(A series of records)
(begin)

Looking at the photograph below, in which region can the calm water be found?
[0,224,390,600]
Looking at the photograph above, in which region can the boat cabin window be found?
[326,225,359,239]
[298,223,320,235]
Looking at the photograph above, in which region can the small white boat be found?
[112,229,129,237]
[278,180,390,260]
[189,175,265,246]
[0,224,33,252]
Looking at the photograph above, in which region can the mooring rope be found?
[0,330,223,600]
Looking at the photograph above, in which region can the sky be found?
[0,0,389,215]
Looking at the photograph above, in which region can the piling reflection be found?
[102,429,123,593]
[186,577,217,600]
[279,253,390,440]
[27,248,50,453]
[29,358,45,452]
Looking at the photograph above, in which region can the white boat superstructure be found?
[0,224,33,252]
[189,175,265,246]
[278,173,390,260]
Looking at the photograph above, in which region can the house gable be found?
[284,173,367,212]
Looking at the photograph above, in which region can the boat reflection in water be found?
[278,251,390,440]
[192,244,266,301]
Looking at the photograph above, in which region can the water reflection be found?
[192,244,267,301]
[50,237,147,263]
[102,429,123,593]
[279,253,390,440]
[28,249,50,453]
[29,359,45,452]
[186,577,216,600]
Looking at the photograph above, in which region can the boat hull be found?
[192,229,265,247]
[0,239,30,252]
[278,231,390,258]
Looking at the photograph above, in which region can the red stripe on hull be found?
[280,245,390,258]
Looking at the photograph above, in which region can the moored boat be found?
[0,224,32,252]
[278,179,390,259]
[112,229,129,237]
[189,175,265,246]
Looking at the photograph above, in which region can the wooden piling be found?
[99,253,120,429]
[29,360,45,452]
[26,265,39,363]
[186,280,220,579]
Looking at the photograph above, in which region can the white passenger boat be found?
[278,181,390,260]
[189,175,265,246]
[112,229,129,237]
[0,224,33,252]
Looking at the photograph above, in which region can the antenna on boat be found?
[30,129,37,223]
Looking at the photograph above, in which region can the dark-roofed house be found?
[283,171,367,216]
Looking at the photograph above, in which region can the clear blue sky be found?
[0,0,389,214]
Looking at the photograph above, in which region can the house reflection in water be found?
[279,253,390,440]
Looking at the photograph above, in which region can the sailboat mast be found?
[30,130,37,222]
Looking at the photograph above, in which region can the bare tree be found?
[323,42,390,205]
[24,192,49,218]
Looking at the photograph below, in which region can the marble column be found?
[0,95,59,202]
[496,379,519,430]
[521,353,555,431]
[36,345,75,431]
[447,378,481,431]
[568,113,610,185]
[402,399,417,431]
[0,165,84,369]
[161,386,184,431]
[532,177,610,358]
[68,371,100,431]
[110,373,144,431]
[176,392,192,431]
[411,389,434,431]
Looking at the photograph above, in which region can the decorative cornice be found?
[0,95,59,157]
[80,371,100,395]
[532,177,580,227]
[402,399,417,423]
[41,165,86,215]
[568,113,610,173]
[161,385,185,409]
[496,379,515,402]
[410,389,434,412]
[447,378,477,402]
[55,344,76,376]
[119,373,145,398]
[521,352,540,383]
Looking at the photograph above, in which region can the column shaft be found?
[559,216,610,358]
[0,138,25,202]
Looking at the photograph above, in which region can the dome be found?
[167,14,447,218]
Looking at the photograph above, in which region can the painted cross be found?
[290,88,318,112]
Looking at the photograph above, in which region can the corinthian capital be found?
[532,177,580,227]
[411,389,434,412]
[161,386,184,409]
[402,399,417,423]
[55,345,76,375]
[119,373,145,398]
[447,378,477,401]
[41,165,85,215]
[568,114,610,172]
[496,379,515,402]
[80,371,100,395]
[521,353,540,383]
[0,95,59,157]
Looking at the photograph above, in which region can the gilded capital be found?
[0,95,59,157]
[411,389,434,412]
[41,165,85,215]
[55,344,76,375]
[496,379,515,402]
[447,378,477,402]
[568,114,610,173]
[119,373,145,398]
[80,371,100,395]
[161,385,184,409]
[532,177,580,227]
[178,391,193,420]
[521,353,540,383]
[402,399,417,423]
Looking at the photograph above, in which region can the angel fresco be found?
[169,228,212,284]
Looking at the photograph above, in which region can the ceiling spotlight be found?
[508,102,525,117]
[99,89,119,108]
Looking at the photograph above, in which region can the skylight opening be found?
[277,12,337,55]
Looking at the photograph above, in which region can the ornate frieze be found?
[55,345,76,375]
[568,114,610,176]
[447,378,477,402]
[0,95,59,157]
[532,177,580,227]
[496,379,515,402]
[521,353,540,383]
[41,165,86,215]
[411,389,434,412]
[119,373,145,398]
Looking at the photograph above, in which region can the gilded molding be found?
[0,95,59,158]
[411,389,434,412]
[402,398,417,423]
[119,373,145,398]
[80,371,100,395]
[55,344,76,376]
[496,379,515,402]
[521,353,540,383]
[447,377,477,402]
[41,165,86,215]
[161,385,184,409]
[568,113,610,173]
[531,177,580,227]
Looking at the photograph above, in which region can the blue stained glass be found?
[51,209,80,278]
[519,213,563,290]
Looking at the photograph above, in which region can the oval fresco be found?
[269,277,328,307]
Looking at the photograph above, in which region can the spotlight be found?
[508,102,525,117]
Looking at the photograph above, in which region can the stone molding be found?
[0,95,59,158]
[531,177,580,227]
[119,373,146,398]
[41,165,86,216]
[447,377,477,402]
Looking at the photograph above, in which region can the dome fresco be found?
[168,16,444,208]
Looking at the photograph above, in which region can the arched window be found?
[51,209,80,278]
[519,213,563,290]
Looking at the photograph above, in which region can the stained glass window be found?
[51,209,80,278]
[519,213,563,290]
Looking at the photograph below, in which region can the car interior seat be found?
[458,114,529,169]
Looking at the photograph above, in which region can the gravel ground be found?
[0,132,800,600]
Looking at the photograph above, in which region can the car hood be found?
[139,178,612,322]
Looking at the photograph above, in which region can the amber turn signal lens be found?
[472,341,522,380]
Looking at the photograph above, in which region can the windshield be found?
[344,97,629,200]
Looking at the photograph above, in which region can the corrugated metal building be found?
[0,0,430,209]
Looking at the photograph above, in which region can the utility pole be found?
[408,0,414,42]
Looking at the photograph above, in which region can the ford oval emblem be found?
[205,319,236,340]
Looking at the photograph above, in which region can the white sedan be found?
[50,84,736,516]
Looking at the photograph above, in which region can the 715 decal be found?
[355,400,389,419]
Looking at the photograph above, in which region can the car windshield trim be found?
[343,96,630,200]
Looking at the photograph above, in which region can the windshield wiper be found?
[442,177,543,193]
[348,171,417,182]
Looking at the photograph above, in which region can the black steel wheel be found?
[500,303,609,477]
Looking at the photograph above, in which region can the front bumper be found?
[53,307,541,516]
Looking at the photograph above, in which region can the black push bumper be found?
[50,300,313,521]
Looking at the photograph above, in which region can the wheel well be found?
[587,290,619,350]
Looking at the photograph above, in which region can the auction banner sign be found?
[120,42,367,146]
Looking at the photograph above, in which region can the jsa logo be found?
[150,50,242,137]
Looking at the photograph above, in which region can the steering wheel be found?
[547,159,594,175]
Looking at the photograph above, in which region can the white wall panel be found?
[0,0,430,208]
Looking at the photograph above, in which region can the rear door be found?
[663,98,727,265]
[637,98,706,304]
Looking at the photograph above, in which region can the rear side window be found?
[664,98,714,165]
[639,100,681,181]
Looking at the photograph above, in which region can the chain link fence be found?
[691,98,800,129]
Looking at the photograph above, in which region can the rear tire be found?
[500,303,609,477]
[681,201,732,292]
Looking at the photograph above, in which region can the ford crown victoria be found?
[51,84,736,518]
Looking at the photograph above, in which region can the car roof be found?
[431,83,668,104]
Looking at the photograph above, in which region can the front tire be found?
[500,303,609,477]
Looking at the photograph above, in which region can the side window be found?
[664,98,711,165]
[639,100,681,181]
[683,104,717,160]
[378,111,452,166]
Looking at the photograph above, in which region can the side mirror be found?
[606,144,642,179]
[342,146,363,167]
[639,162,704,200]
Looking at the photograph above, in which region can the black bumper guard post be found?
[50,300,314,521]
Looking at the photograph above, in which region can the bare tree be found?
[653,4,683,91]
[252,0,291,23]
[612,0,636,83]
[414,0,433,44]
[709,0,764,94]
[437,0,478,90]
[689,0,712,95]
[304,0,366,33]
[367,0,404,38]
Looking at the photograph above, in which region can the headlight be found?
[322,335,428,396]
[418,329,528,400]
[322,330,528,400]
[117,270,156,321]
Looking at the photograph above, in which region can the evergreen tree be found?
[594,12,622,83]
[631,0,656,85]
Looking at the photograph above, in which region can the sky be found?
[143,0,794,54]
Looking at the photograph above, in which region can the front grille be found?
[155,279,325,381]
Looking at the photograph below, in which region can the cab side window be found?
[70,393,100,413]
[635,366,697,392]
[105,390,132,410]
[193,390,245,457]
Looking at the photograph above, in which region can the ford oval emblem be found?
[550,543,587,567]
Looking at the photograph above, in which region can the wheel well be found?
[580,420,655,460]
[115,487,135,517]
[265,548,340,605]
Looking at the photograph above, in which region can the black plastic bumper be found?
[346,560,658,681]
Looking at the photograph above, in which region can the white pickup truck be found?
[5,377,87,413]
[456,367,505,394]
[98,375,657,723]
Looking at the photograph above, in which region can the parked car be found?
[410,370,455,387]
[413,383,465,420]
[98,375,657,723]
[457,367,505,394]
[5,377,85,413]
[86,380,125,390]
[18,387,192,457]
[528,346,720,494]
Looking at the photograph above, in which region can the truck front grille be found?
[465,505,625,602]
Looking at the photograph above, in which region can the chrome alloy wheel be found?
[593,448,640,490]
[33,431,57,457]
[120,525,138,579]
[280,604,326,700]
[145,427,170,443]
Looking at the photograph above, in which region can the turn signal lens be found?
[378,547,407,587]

(end)

→ Problem
Please format everything in the material above, from the line containing "boat reflection in water be found?" down to the line containing "[192,244,266,301]", as a numbered list. Include both of those lines and leave out any blank lines.

→ Exercise answer
1. Looking at the photograph above, in which region can the boat reflection in water be found?
2. [278,251,390,440]
3. [192,244,266,301]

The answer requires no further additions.